▸ Excerpt provided
_ _ _ _
As the new medium of cinema was beginning to replace theater as a source of large-scale spectacle, the Little Theatre Movement developed in the United States around 1912. The Little Theatre Movement served to provide experimental centers for the dramatic arts, free from the standard production mechanisms used in prominent commercial theaters.  In several large cities, beginning with Chicago, Boston, Seattle, and Detroit, companies formed to produce more intimate, non-commercial, non-profit-centered, and reform-minded entertainments.

History

Conventional theater in 19th-century America
Sensational melodramas had entertained theatre audiences since the mid-19th century, drawing larger and larger audiences. These types of formulaic works could be produced over and over again in splendid halls in big cities and by touring companies in smaller ones. During the last decades of the century, producers and playwrights began to create narratives dealing with social problems, albeit usually on a sensational level. While not yet totally free of melodramatic elements, plays reflecting a style more associated with realism gradually emerged. During a secret meeting in 1895, the owners of most of the theatres across America organized into a Theatrical Syndicate "to control competition and prices." This group, which included all major producers, "effectively stifled dramatic experimentation for many years" in search of greater profits. Nevertheless, by the second decade of the 20th century, pure melodrama, with its typed characters and exaggerated plots, had become the province of motion pictures.

Little Theaters of Chicago
Chicago's philanthropists and arts patrons Arthur T. and Mary Aldis established an artists' colony called The Compound in Lake Forest, Illinois. In 1910, Mary founded there the Aldis Playhouse, "a predecessor to the 'little theater' movement." The Hull House settlement theatre group, founded by Jane Addams and Ellen Gates Starr, was the first to perform several plays by Galsworthy, Ibsen, and Shaw in Chicago. Maurice Browne, director and co-founder of the Chicago Little Theatre with Ellen Van Volkenburg, responding to having often been called the founder of the Little Theatre Movement, instead credited Hull House director Laura Dainty Pelham with being the "true founder of the 'American Little Theatre Movement.'" Nevertheless, Browne and Van Volkenburg's company had, as the first little theatre to use the term, provided the movement with its name and inspired the creation in 1914 of Margaret Anderson's influential Chicago periodical The Little Review.
_ _ _ _
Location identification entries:
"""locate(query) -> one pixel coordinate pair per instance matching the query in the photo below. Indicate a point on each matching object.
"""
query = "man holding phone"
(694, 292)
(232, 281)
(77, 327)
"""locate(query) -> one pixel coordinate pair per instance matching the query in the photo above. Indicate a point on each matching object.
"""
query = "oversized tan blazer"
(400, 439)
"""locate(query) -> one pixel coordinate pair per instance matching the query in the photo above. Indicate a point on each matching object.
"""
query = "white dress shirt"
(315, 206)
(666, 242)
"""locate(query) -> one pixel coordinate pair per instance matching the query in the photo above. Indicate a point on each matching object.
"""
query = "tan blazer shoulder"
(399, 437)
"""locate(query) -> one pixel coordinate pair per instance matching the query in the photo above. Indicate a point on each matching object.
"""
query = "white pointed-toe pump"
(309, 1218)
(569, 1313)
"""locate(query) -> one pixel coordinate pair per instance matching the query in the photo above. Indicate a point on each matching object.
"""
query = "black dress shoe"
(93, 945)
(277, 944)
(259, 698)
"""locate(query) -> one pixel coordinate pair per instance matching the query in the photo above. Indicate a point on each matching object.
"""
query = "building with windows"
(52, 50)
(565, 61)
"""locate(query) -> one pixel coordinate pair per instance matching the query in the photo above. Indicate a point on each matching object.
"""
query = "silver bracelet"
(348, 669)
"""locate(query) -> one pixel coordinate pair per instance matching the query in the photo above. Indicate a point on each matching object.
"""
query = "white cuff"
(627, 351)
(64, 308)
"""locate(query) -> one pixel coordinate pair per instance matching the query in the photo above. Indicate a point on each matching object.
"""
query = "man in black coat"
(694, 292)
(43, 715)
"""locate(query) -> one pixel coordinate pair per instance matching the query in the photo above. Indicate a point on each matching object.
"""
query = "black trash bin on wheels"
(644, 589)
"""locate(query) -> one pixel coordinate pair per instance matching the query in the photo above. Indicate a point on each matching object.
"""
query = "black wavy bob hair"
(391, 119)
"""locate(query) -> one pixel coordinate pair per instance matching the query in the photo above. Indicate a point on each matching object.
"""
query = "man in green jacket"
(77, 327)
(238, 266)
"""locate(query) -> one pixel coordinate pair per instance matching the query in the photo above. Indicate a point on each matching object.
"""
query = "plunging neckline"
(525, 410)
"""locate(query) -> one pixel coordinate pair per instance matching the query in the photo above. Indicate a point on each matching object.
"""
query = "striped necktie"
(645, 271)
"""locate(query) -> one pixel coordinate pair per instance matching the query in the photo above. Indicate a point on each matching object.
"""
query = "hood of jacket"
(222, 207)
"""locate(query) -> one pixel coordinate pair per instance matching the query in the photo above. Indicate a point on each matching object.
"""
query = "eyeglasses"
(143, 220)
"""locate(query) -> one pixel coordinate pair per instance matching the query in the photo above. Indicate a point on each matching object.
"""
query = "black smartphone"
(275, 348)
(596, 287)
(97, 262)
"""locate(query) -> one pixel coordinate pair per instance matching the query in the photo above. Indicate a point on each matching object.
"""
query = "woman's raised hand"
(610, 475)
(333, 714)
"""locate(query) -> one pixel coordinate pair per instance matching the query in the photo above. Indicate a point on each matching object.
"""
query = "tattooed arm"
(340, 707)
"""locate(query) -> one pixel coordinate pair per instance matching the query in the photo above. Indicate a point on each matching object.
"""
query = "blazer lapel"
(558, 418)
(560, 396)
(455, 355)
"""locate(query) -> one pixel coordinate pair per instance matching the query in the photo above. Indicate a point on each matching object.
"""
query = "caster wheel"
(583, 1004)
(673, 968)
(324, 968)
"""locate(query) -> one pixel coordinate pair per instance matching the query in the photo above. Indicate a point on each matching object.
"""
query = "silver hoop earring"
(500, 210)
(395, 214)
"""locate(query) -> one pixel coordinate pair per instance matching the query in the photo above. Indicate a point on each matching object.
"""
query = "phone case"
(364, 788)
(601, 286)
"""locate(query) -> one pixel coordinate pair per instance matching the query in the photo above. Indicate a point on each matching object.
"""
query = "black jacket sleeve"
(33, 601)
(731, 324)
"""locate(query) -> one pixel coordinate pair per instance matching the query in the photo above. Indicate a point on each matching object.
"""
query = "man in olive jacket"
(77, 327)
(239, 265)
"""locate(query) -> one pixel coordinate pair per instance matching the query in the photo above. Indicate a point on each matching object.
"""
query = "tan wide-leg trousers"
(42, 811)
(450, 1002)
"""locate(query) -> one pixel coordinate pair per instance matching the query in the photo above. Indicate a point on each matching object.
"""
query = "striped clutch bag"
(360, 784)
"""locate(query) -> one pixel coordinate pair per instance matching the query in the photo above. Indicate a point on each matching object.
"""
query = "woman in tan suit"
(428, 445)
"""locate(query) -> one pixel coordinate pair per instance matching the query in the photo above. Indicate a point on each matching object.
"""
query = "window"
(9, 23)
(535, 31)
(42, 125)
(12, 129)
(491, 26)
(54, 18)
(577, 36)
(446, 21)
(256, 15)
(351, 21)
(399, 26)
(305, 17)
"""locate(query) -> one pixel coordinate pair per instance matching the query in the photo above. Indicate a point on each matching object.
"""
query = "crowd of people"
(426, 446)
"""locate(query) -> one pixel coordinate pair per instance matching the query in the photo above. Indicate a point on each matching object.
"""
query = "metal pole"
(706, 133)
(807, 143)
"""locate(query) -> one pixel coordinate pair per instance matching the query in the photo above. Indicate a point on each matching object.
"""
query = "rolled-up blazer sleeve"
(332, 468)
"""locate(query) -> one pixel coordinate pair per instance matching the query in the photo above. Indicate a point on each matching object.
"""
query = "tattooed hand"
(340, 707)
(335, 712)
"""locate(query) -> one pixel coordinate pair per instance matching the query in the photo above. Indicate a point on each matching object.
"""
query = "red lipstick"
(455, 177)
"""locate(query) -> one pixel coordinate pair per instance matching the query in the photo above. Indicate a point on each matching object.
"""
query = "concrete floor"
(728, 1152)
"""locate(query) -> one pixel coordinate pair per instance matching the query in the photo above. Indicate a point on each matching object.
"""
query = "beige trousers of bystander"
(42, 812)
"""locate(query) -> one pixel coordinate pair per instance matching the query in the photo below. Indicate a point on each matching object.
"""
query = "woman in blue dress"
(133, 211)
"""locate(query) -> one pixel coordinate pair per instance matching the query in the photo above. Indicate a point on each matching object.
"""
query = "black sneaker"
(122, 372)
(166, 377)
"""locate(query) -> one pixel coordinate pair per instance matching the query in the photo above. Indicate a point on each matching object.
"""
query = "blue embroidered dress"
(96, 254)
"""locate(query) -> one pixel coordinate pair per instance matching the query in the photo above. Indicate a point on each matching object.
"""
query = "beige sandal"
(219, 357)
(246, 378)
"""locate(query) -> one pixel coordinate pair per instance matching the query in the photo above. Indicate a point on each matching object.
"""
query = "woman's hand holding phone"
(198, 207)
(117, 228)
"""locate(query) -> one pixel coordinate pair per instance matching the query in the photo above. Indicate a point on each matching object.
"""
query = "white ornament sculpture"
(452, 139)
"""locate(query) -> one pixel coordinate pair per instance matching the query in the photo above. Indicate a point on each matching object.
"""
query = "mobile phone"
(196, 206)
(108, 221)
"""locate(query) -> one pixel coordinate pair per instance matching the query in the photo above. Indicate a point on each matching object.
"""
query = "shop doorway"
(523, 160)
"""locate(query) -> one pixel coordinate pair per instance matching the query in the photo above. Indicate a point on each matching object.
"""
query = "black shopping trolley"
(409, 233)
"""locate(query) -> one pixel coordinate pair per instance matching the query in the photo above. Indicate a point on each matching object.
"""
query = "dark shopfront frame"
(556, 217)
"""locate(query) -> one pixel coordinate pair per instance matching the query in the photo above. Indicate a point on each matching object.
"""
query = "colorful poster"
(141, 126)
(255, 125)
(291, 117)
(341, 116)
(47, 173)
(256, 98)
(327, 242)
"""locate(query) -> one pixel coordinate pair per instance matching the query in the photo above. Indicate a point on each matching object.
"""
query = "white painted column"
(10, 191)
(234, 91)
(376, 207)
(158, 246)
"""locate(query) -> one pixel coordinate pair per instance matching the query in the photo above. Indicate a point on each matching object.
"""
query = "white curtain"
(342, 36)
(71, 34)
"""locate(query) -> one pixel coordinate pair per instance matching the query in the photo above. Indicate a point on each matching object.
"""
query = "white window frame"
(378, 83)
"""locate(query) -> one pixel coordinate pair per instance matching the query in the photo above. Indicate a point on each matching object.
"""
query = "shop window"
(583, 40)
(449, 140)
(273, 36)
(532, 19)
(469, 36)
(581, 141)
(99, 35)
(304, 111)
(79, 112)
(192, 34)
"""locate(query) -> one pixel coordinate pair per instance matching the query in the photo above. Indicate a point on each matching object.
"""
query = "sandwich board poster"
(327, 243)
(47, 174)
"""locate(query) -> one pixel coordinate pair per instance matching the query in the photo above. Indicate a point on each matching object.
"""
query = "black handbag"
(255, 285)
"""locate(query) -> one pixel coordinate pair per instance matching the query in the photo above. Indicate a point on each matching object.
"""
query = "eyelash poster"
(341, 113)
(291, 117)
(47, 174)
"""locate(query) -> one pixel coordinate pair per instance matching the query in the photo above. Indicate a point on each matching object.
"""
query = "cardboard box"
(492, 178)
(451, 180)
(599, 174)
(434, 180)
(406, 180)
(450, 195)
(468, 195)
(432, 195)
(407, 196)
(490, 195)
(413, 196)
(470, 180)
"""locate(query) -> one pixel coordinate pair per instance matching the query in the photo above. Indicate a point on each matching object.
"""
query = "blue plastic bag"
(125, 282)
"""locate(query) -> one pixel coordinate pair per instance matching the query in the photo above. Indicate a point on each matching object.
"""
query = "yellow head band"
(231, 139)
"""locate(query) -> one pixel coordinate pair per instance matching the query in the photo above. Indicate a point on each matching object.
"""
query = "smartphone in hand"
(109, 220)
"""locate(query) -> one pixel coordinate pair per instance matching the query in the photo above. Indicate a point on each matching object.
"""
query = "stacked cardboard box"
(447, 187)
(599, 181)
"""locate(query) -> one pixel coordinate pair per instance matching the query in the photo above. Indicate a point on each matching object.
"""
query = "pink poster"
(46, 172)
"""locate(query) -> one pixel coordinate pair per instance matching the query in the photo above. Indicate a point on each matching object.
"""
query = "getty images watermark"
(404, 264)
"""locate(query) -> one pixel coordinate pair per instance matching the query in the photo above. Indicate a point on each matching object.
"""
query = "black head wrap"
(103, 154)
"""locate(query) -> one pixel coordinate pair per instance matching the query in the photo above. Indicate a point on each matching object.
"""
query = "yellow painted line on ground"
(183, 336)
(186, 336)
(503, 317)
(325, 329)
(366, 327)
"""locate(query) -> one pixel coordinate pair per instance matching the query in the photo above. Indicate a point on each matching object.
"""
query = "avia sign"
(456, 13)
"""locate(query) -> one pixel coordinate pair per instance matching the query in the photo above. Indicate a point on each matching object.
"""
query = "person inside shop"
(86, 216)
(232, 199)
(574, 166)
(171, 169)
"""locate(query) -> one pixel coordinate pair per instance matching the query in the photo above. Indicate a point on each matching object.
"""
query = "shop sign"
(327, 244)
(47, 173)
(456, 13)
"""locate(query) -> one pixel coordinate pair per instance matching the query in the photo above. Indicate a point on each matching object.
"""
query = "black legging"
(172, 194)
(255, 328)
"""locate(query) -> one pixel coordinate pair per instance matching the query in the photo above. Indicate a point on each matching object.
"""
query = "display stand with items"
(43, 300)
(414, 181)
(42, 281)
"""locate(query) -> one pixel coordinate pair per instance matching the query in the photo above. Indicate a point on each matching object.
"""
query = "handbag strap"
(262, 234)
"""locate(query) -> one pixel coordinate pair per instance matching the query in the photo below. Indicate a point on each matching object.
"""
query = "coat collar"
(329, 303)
_ _ _ _
▸ Tasks to complete
1) List the cities that the passage on the Little Theatre Movement names as the first places where such companies formed.
2) Transcribe the stretch of the passage on the Little Theatre Movement from "As the new medium" through "and reform-minded entertainments.".

▸ List of solutions
1) Chicago, Boston, Seattle, Detroit

2)
As the new medium of cinema was beginning to replace theater as a source of large-scale spectacle, the Little Theatre Movement developed in the United States around 1912. The Little Theatre Movement served to provide experimental centers for the dramatic arts, free from the standard production mechanisms used in prominent commercial theaters.  In several large cities, beginning with Chicago, Boston, Seattle, and Detroit, companies formed to produce more intimate, non-commercial, non-profit-centered, and reform-minded entertainments.